• [Selected passage]:
Let each mealtime become an opportunity to tell a story, says Madeleine West.
Children. Vegetables.
These are two words you won’t often see in the same sentence, unless of course they are linked by “hate” or “will not eat”. How can you turn that “hate” into “love”?
Simple: show children where real food comes from. Their imagination will do the rest.
The easiest way to bring the cycle of life into your own backyard is to start your own vegetable patch. Get your kids involved from the beginning: choosing the best location, digging up the plots and preparing the soil, researching which seeds and seedlings are ready to plant and when, visiting a nursery for seeds and seedlings which are in season. For kids, the process is a fantastic adventure, rich with learning possibilities.
A home garden need not be a full veggie patch, either. Some potted herbs on the doorstep, tomato plants in window boxes, pots of parsley and basil on the kitchen bench. This shows kids that what we put in our mouth can be sourced locally and seasonally (goodbye to strawberries in July).
Alternatively, take your children for a weekend trip to a working farm to see it for themselves: milk comes from a living, breathing cow, not a bottle; eggs from chickens, not a carton on a shelf; fruit and veg from the trees and from the soil, not on hygienically sealed trays under fluorescent lights.
With an appreciation of where things come from comes a respect for whole food and nose-to-tail eating. A prevailing culture of wastefulness is the curse of modern society, but it can be turned around if we teach our children to honour the sacrifice made by the animal by using every last bit.
Good nutrition and good health are so closely linked with eating seasonally, sustainably, and organically – it is as relevant to our wellbeing as regular check ups and vaccinations. The extent to which prolonged exposure to preservatives and pesticides will impact on our health may not be evident for years to come, but it’s our children who will pay the price. And how can they not, when something as seemingly harmless as a French fry from a popular food chain can now contain as many as 19 ingredients (and we know that most of those ingredients will have had their genesis in a lab, not in the soil).

• [Extracted records]:
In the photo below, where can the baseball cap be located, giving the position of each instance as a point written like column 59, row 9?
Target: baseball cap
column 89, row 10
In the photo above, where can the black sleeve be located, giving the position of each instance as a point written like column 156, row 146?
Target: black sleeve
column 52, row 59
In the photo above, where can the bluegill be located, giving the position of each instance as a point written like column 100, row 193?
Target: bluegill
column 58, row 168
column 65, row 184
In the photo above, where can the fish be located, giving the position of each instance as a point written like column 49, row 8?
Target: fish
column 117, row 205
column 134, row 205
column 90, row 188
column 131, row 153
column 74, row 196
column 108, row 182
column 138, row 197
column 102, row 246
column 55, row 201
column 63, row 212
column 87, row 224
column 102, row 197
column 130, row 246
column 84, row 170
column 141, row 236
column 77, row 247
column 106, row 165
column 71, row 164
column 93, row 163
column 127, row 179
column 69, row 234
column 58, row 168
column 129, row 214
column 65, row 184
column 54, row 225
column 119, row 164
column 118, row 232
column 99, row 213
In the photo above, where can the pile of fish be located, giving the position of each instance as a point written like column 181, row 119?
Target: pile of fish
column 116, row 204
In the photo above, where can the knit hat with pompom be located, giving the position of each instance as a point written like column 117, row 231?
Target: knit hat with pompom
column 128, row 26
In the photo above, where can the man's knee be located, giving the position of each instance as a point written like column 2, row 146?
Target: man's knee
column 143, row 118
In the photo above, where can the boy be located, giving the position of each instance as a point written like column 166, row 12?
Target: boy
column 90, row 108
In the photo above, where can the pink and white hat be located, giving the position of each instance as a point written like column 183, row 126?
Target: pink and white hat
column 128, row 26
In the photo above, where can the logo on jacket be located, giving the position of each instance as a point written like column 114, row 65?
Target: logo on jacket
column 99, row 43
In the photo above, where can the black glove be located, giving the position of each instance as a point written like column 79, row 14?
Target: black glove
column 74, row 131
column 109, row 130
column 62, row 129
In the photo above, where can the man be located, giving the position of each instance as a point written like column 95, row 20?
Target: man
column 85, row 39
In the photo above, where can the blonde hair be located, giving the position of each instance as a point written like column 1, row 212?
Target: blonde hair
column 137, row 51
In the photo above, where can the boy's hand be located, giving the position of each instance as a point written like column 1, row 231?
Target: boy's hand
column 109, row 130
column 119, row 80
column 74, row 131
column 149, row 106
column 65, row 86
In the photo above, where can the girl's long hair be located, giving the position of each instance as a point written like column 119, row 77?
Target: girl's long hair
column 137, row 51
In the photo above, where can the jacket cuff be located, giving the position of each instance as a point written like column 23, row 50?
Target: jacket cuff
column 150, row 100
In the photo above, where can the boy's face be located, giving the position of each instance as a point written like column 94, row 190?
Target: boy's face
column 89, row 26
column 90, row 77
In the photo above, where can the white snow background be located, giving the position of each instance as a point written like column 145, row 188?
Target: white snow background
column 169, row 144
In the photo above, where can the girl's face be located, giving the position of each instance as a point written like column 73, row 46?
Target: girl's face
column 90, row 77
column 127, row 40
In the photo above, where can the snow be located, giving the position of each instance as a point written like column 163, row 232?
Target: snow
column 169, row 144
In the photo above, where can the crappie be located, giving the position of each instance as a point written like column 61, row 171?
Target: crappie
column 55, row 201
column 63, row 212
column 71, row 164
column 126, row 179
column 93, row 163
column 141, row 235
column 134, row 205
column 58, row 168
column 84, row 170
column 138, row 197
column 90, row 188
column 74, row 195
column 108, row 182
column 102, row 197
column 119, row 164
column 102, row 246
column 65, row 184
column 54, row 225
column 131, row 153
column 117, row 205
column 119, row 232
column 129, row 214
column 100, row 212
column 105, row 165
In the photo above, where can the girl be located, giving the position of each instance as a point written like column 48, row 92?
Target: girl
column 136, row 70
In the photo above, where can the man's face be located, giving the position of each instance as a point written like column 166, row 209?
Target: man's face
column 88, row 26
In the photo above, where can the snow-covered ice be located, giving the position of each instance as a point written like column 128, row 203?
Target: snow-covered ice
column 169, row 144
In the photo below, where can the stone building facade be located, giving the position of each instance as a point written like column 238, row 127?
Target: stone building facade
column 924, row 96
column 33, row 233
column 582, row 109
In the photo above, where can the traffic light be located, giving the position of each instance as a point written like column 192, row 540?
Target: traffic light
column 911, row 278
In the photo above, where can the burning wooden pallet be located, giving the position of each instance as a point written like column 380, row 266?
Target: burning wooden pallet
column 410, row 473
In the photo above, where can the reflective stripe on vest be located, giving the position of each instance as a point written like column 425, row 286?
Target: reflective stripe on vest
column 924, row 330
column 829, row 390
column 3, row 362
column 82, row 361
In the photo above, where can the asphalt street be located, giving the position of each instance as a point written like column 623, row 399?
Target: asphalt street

• [Using the information]:
1 - In the piece about teaching children where food comes from, how many ingredients can a French fry from a popular food chain now contain?
2 - Carry on the piece about teaching children where food comes from, picking up after its final sentence.
The listing comes from a separate source.

• [Results for each task]:
1 - As many as 19.

2 -
But getting to the basics of getting your child to eat their vegetables. I have discovered an amazing peccadillo amongst children: when allowed to harvest their own veg – even if it is just being allowed to choose their own from the market – and having a hand in its preparation, children will demolish the lot like so much hot buttered popcorn.
It has become a game in our home for the kids to each choose a vegetable, chop in up with a safety knife, then nominate what seasoning or sauce it will be dressed with and the method of cooking used: steamed, stir-fried, roasted. Each chooses their own but the deal is that they each have to eat the others’, too. So we have four different vegetables on their plate (soon to be six), all of which must be eaten.
Let each mealtime become an opportunity to tell a story: a story about the food you are serving, its provenance and its seasonality. Pique their interest and get them involved and you will have set them up for a lifetime of good eating habits, as well as a healthy respect for what they put on their plate. There is nothing more satisfying, as a parent, than knowing your children eat in a manner that is not just good for their bellies, but good for the planet.